Brief
Extend the GAO report on OPM's telework data below, continuing it from its final sentence.

Reading text

Program Measurement Continues to Confront Data Reliability Issues
GAO-12-519, Apr 19, 2012
What GAO Found
To prepare for its reporting obligations under the Telework Enhancement Act of 2010, the Office of Personnel Management (OPM) assembled the Interagency Telework Measurement Group, consisting of officials from several federal agencies, to assist in revising the telework data callthe survey OPM has used since 2002 to collect telework data from executive agencies. This group standardized key terms such as telework, employee, and eligibility to promote a common reporting methodology among the agencies. The revised telework data call also included changes to the time period for which OPM requested agencies report telework data, and included more extensive training for respondents.
Because of changes made to the data call to allow OPM to meet requirements of the act and assist agencies in responding to the data call, OPM officials believe they will be able to provide to Congress an improved report on telework in June 2012. However, these changes also mean that OPM officials will not be able to use participation and frequency data from the 2011 data call to compare to data from previous years and across agencies. OPM officials have noted that this could limit OPMs ability to report agency progress in its first report to Congress. The ability to compare with previous years is affected by:
agencies use of methods of varying reliability to collect telework data, and some agencies made changes to their data collection systems for the 2011 data call. Executive agencies provide telework participation and frequency data by relying on estimates, counting telework agreements, or using automated time and attendance records.
modifications to the data call instrument, including changes to terminology and the time period during which telework data was requested. OPM officials said they expect these changes will improve the consistency of data. But if OPM reports progress based on data collected using changing terminology and from different time periods, the agency may reach erroneous conclusions.
Participants at the two data call training sessions may not have received the same reporting instructions, and uncertainty about whether all agency respondents attended training, created a risk that some respondents may be unaware of important terms and instructions. While some of the information provided at the two training sessions was similar, each session contained some new information, usually in response to questions raised at a previous session.

Rows
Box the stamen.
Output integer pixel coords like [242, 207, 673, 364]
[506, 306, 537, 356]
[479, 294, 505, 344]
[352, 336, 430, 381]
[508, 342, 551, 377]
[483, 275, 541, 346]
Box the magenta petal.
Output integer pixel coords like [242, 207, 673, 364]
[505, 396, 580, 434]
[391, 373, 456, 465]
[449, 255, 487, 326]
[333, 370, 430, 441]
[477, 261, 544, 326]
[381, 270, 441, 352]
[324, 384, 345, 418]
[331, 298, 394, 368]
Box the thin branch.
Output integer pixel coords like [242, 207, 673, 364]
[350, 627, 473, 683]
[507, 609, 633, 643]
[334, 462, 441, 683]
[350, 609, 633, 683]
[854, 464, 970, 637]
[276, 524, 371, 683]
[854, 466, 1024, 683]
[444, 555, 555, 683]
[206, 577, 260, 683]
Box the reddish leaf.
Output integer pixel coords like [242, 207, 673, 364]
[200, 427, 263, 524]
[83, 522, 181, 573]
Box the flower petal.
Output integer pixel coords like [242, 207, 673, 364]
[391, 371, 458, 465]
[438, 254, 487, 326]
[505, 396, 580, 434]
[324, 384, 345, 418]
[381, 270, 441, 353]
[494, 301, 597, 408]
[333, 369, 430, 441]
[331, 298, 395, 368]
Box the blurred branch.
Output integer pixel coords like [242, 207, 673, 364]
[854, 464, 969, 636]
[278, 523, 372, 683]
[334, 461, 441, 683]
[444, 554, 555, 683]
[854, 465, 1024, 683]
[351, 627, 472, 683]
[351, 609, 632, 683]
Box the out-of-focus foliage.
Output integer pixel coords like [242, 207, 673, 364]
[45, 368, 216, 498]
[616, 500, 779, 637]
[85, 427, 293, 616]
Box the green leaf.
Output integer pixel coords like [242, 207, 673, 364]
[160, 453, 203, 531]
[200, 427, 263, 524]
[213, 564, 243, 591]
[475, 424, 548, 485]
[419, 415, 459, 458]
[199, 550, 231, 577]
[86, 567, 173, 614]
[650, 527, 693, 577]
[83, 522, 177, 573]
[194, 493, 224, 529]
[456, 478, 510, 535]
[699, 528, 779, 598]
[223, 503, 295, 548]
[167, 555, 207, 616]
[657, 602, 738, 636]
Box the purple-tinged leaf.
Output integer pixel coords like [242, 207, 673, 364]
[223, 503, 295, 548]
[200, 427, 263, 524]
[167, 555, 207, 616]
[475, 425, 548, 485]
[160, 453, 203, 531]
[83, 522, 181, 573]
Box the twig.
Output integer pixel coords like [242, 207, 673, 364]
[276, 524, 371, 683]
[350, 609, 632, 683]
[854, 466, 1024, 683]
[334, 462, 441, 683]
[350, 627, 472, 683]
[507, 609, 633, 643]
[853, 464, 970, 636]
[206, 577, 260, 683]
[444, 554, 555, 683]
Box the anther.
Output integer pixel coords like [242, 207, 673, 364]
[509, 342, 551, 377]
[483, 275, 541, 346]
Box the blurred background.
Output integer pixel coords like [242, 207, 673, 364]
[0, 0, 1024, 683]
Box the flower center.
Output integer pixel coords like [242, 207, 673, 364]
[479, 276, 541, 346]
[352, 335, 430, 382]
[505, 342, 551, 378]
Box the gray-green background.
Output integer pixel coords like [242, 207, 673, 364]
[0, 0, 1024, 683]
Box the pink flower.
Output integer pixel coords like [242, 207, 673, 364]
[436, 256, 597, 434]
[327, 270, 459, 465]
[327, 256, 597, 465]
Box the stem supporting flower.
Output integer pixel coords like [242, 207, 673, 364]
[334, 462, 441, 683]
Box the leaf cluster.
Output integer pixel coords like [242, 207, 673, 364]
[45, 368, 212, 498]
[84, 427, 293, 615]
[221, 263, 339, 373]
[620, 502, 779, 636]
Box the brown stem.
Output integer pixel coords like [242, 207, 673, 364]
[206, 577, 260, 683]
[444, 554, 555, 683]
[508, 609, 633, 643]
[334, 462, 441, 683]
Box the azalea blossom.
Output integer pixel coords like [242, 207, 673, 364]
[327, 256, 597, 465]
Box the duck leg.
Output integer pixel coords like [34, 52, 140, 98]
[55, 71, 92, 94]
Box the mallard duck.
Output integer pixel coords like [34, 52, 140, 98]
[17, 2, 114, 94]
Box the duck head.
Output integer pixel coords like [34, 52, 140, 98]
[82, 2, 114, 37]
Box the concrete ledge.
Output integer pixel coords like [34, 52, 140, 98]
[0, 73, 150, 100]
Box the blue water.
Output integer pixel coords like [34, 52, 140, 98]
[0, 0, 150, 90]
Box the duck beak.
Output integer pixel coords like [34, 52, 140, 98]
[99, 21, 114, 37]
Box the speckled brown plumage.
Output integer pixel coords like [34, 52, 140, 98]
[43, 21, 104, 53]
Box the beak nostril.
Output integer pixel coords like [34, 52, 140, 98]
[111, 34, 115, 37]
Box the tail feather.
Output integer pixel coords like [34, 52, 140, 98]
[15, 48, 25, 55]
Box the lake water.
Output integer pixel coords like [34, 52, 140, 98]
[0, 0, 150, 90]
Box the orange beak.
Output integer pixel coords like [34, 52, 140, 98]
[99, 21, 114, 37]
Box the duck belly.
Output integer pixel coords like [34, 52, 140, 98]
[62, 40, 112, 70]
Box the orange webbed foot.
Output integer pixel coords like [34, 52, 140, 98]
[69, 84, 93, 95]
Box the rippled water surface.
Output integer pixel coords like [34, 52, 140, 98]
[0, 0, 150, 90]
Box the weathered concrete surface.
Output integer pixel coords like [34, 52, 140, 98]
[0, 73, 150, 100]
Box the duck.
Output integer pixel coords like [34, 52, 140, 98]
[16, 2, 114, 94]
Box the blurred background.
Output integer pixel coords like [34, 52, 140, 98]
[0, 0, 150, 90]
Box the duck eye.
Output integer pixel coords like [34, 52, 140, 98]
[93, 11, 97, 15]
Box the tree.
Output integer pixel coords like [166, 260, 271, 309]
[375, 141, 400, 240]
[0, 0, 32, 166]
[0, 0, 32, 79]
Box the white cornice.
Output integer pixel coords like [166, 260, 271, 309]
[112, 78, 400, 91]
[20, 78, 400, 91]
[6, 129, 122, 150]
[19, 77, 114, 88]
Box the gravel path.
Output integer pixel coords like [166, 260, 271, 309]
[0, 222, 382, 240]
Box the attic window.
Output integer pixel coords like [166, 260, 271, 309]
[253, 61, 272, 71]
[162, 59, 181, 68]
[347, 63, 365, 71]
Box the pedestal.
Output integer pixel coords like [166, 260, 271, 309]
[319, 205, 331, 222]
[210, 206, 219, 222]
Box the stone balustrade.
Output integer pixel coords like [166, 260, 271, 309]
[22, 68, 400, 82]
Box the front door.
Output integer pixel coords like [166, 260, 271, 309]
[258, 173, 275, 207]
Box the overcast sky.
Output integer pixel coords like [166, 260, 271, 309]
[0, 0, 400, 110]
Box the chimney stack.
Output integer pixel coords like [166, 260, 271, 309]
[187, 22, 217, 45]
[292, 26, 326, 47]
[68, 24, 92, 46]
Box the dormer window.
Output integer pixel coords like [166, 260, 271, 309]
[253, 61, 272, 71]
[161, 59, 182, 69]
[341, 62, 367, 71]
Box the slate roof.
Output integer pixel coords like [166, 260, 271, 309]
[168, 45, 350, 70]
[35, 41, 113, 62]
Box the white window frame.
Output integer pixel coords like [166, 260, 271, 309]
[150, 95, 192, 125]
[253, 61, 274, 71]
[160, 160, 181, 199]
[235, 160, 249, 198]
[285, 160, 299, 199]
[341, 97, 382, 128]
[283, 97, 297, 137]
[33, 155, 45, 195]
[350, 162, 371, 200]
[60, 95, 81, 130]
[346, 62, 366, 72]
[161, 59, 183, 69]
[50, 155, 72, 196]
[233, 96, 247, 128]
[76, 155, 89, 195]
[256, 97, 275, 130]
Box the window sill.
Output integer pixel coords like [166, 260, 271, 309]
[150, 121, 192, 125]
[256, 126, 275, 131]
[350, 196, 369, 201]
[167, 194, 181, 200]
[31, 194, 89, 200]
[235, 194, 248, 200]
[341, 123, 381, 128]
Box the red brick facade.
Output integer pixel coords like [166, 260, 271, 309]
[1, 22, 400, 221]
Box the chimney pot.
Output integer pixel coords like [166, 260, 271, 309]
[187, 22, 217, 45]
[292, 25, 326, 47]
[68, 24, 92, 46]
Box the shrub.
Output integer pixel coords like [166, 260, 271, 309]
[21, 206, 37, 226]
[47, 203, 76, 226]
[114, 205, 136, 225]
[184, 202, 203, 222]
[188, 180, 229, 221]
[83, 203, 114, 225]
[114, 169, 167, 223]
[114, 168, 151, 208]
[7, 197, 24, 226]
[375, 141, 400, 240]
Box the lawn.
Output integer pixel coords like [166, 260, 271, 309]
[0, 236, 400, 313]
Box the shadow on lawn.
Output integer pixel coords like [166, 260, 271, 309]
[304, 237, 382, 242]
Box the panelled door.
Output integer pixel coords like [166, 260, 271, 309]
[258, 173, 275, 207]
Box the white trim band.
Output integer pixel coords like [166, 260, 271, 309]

Answer to this exercise
Future data call improvement efforts could result in a trade-off between the desire for maintenance of a consistent data series over time for comparison with previous data calls and a need to improve data collection. According to OPM, agencies will begin piloting automated telework data collection during 2012 and 2013. OPM expects that this method of data collection will provide it more reliable data than other methods. However, these efforts to standardize methods for tracking telework data may result in changes to agencies methods of data collection. The 2011 data call, notwithstanding its limitations, will be useful to help OPM identify and understand major changes in reported participation data that could occur during a transition to automated data collection.
Why GAO Did This Study
The Telework Enhancement Act of 2010 requires OPM to report to Congress on the degree of telework participation at executive agencies. To meet this requirement, OPM collects information on agency telework programs through an annual survey, which it refers to as the data call. However, concerns exist about the reliability of these data.
GAO was asked to assess OPMs: (1) actions in response to the requirements of the act and (2) handling of identified data reliability issues in the 2011 telework data call. To address these objectives GAO reviewed its previous reports addressing telework data reliability, and used the Office of Management and Budgets guidance for federal surveys to review OPMs (1) plans to collect telework participation data from agencies and (2) development of a data collection instrument. GAO interviewed key OPM officials about its implementation of the 2011 data call.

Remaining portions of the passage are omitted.